• [Exercise]:
Arrange every line of the records below as a Markdown table with the columns "Row" and "Line," numbering each row and leaving out blank lines.

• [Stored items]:
>>>

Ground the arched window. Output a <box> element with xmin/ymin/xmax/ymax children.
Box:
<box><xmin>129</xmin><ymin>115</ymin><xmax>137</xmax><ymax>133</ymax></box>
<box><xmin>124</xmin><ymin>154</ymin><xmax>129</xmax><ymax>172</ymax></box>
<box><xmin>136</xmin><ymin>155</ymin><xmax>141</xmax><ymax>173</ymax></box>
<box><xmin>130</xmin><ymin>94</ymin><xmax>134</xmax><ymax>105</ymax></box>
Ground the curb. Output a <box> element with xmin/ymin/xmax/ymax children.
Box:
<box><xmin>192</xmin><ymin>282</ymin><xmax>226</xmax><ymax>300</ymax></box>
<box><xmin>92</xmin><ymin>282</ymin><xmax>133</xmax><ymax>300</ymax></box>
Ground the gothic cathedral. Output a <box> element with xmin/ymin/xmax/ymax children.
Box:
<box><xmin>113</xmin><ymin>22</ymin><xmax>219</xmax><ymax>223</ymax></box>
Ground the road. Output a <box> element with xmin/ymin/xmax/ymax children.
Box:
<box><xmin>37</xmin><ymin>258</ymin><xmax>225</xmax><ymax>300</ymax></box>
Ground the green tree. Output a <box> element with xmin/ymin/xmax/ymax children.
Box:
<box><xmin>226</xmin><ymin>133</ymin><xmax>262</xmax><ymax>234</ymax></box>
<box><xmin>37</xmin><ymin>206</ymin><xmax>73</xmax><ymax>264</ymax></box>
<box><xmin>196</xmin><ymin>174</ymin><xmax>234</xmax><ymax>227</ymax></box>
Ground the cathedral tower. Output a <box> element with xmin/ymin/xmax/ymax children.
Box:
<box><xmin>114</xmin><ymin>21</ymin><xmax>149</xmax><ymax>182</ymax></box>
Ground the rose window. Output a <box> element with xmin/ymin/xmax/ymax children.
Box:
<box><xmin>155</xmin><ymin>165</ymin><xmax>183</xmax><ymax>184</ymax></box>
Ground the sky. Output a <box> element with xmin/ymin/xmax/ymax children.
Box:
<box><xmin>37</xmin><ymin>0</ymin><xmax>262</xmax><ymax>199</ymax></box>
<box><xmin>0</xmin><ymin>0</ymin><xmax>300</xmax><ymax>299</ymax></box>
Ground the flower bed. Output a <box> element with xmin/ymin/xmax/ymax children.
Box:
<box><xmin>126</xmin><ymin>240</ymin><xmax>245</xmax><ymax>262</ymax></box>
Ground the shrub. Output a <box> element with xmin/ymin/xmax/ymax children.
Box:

<<<

• [Reply]:
| Row | Line |
|---|---|
| 1 | Ground the arched window. Output a <box> element with xmin/ymin/xmax/ymax children. |
| 2 | Box: |
| 3 | <box><xmin>129</xmin><ymin>115</ymin><xmax>137</xmax><ymax>133</ymax></box> |
| 4 | <box><xmin>124</xmin><ymin>154</ymin><xmax>129</xmax><ymax>172</ymax></box> |
| 5 | <box><xmin>136</xmin><ymin>155</ymin><xmax>141</xmax><ymax>173</ymax></box> |
| 6 | <box><xmin>130</xmin><ymin>94</ymin><xmax>134</xmax><ymax>105</ymax></box> |
| 7 | Ground the curb. Output a <box> element with xmin/ymin/xmax/ymax children. |
| 8 | Box: |
| 9 | <box><xmin>192</xmin><ymin>282</ymin><xmax>226</xmax><ymax>300</ymax></box> |
| 10 | <box><xmin>92</xmin><ymin>282</ymin><xmax>133</xmax><ymax>300</ymax></box> |
| 11 | Ground the gothic cathedral. Output a <box> element with xmin/ymin/xmax/ymax children. |
| 12 | Box: |
| 13 | <box><xmin>113</xmin><ymin>22</ymin><xmax>219</xmax><ymax>223</ymax></box> |
| 14 | Ground the road. Output a <box> element with xmin/ymin/xmax/ymax children. |
| 15 | Box: |
| 16 | <box><xmin>37</xmin><ymin>258</ymin><xmax>225</xmax><ymax>300</ymax></box> |
| 17 | Ground the green tree. Output a <box> element with xmin/ymin/xmax/ymax children. |
| 18 | Box: |
| 19 | <box><xmin>226</xmin><ymin>133</ymin><xmax>262</xmax><ymax>234</ymax></box> |
| 20 | <box><xmin>37</xmin><ymin>206</ymin><xmax>73</xmax><ymax>264</ymax></box> |
| 21 | <box><xmin>196</xmin><ymin>174</ymin><xmax>234</xmax><ymax>227</ymax></box> |
| 22 | Ground the cathedral tower. Output a <box> element with xmin/ymin/xmax/ymax children. |
| 23 | Box: |
| 24 | <box><xmin>114</xmin><ymin>21</ymin><xmax>149</xmax><ymax>182</ymax></box> |
| 25 | Ground the rose window. Output a <box> element with xmin/ymin/xmax/ymax children. |
| 26 | Box: |
| 27 | <box><xmin>155</xmin><ymin>165</ymin><xmax>183</xmax><ymax>184</ymax></box> |
| 28 | Ground the sky. Output a <box> element with xmin/ymin/xmax/ymax children. |
| 29 | Box: |
| 30 | <box><xmin>37</xmin><ymin>0</ymin><xmax>262</xmax><ymax>199</ymax></box> |
| 31 | <box><xmin>0</xmin><ymin>0</ymin><xmax>300</xmax><ymax>299</ymax></box> |
| 32 | Ground the flower bed. Output a <box> element with xmin/ymin/xmax/ymax children. |
| 33 | Box: |
| 34 | <box><xmin>126</xmin><ymin>240</ymin><xmax>245</xmax><ymax>262</ymax></box> |
| 35 | Ground the shrub. Output a <box> element with xmin/ymin/xmax/ymax children. |
| 36 | Box: |